§ Aim of the exercise
Give back all of the data exactly as it appears here.
____ Record set
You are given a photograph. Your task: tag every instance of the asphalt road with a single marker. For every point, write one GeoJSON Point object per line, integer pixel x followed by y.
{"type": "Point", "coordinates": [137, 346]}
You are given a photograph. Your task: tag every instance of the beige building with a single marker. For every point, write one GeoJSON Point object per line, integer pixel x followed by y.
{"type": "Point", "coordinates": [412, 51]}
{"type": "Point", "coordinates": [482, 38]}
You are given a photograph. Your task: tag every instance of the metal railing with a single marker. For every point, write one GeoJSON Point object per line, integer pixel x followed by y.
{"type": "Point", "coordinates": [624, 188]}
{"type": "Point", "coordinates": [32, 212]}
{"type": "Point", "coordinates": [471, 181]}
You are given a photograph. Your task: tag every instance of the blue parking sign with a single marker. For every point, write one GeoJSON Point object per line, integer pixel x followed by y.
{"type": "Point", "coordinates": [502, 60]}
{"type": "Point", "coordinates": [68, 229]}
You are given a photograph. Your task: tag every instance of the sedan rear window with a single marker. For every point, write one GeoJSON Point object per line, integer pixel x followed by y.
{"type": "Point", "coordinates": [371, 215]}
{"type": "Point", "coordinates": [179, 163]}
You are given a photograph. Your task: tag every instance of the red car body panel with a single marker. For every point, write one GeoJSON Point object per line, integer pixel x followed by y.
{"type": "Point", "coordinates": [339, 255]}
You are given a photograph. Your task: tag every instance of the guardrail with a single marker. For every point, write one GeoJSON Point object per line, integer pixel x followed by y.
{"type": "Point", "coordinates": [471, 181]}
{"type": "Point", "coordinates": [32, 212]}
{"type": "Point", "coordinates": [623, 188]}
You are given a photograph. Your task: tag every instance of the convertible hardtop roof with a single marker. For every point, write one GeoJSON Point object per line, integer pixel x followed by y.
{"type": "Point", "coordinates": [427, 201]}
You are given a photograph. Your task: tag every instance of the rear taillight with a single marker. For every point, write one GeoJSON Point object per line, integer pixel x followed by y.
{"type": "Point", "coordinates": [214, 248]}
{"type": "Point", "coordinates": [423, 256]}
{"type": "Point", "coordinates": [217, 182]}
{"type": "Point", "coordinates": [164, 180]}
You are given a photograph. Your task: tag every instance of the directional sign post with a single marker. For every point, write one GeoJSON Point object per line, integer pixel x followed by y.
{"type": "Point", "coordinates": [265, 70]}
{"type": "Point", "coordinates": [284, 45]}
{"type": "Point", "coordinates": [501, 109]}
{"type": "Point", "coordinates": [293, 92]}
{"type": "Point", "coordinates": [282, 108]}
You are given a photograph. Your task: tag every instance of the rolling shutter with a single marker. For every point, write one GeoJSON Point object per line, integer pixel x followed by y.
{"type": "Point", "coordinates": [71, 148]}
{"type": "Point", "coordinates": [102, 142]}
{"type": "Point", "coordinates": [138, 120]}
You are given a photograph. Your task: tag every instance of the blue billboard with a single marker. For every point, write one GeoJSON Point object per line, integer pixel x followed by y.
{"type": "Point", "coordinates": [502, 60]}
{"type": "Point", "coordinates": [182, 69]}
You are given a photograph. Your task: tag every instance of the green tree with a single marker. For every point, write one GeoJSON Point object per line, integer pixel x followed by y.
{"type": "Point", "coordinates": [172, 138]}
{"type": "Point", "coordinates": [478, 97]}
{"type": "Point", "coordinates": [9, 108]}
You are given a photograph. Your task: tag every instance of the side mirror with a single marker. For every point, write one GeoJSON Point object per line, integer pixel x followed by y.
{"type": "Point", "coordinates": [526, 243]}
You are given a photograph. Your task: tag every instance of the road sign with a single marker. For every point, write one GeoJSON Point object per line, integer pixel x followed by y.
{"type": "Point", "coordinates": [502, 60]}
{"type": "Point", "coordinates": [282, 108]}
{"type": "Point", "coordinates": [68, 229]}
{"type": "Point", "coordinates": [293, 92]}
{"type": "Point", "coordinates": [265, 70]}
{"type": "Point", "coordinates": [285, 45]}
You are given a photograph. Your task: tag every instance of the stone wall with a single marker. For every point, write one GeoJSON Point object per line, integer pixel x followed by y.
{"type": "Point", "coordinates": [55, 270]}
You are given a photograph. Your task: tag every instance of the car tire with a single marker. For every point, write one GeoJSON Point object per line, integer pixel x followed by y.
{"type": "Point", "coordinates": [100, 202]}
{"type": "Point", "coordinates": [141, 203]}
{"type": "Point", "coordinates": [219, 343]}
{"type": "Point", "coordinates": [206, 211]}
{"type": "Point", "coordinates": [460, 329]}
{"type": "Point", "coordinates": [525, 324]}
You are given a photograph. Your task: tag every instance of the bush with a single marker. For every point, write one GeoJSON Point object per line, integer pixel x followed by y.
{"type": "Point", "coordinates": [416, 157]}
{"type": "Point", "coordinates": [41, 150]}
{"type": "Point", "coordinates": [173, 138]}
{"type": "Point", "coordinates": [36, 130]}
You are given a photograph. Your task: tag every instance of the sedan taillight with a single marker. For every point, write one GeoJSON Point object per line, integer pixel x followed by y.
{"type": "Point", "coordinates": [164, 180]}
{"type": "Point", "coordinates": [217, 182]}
________
§ Response to this exercise
You are given a photograph. Your task: tag every instance of the asphalt road with a single marker. For every point, write one GeoJSON Point object per line, integer pixel x followed by y.
{"type": "Point", "coordinates": [137, 346]}
You are given a photograph. Your task: tag every instance of the beige building with a single marker. For every point, write one GeoJSON Point object per line, integer pixel x followed by y.
{"type": "Point", "coordinates": [412, 51]}
{"type": "Point", "coordinates": [482, 38]}
You are given a photograph. Your task: tag every instance of the metal railing with a single marker. For every point, write one GeoJSON Point object per line, integer pixel x followed by y.
{"type": "Point", "coordinates": [624, 188]}
{"type": "Point", "coordinates": [32, 212]}
{"type": "Point", "coordinates": [471, 181]}
You are given a photograph. Your task: tag every instance of the blue parking sign with a single marker. For every point, write one GeoJSON Point object per line, integer pixel x followed by y.
{"type": "Point", "coordinates": [502, 60]}
{"type": "Point", "coordinates": [68, 229]}
You are given a photograph. Your task: tag every instance of the sedan rear window with a single marker. For every point, write one GeoJSON Point object per line, integer pixel x followed by y.
{"type": "Point", "coordinates": [371, 215]}
{"type": "Point", "coordinates": [179, 163]}
You are given a photograph. Your task: tag every instance of the red car body panel with a single marker. For every point, write one GeoJSON Point object per line, integer pixel x followed by y.
{"type": "Point", "coordinates": [339, 255]}
You are given a photograph. Your task: tag every instance of the guardrail with a single marker. For every point, write one GeoJSON Point object per line, integer pixel x followed by y.
{"type": "Point", "coordinates": [471, 181]}
{"type": "Point", "coordinates": [32, 212]}
{"type": "Point", "coordinates": [623, 188]}
You are given a photograph. Your task: tag every instance of the convertible hardtop roof with a single marker. For every point, write one GeoJSON Point object per line, integer pixel x followed by y.
{"type": "Point", "coordinates": [427, 201]}
You are given a photograph. Your task: tag every instance of the rear taillight with a single marker. For every point, write one GeoJSON Point object per line, integer pixel x followed by y.
{"type": "Point", "coordinates": [214, 248]}
{"type": "Point", "coordinates": [423, 256]}
{"type": "Point", "coordinates": [217, 182]}
{"type": "Point", "coordinates": [164, 180]}
You are given a photograph. Your task: tag every instance of the directional sign post with a single marker. For every point, write one GeoJSON Point object per line, integer pixel x followed by y.
{"type": "Point", "coordinates": [265, 70]}
{"type": "Point", "coordinates": [284, 45]}
{"type": "Point", "coordinates": [501, 109]}
{"type": "Point", "coordinates": [293, 92]}
{"type": "Point", "coordinates": [282, 108]}
You are given a photograph. Your task: tag every instance of the rolling shutter with a single marker. For every point, write one GeoJSON Point object per line, integer pixel x followed by y.
{"type": "Point", "coordinates": [71, 148]}
{"type": "Point", "coordinates": [102, 142]}
{"type": "Point", "coordinates": [138, 120]}
You are given a photograph. Your task: tag every instance of the blue billboard with a single marker. For every point, write one GeoJSON Point object per line, integer pixel x followed by y.
{"type": "Point", "coordinates": [502, 60]}
{"type": "Point", "coordinates": [182, 69]}
You are given a photograph. Your task: tag every instance of the green tree with a single marker. For every point, write one GeoJSON Point object per line, integer pixel x followed by y.
{"type": "Point", "coordinates": [172, 138]}
{"type": "Point", "coordinates": [478, 97]}
{"type": "Point", "coordinates": [9, 108]}
You are given a photograph. Your task: tag every instance of the side mirror with a single marker. For every point, write one GeoJSON Point object per line, integer pixel x followed by y.
{"type": "Point", "coordinates": [526, 243]}
You are given a photograph. Your task: tag every instance of the road sign with a single marker. For every point, write one GeoJSON Point object per line, integer pixel x followed by y.
{"type": "Point", "coordinates": [502, 60]}
{"type": "Point", "coordinates": [282, 108]}
{"type": "Point", "coordinates": [68, 229]}
{"type": "Point", "coordinates": [293, 92]}
{"type": "Point", "coordinates": [265, 70]}
{"type": "Point", "coordinates": [285, 45]}
You are given a photograph. Your task: tag every instance of the stone wall with a single marker. For every point, write one GeoJSON Point object per line, integer pixel x followed by y.
{"type": "Point", "coordinates": [55, 270]}
You are given a photograph. Your task: tag every instance of the car tire with a single marker. For every point, write one GeoJSON Point object per line, integer pixel x followed by y.
{"type": "Point", "coordinates": [100, 202]}
{"type": "Point", "coordinates": [141, 203]}
{"type": "Point", "coordinates": [219, 343]}
{"type": "Point", "coordinates": [206, 211]}
{"type": "Point", "coordinates": [460, 329]}
{"type": "Point", "coordinates": [525, 324]}
You are given a photograph. Your task: tag every instance of the bush with a single marker. For every point, write one GeoJSON Point object per line, integer pixel x followed by y.
{"type": "Point", "coordinates": [416, 157]}
{"type": "Point", "coordinates": [41, 150]}
{"type": "Point", "coordinates": [173, 138]}
{"type": "Point", "coordinates": [36, 130]}
You are given a photograph. Your task: tag every instance of the sedan taillight with a single marker. For every point, write one GeoJSON Point object per line, integer pixel x followed by y.
{"type": "Point", "coordinates": [164, 180]}
{"type": "Point", "coordinates": [217, 182]}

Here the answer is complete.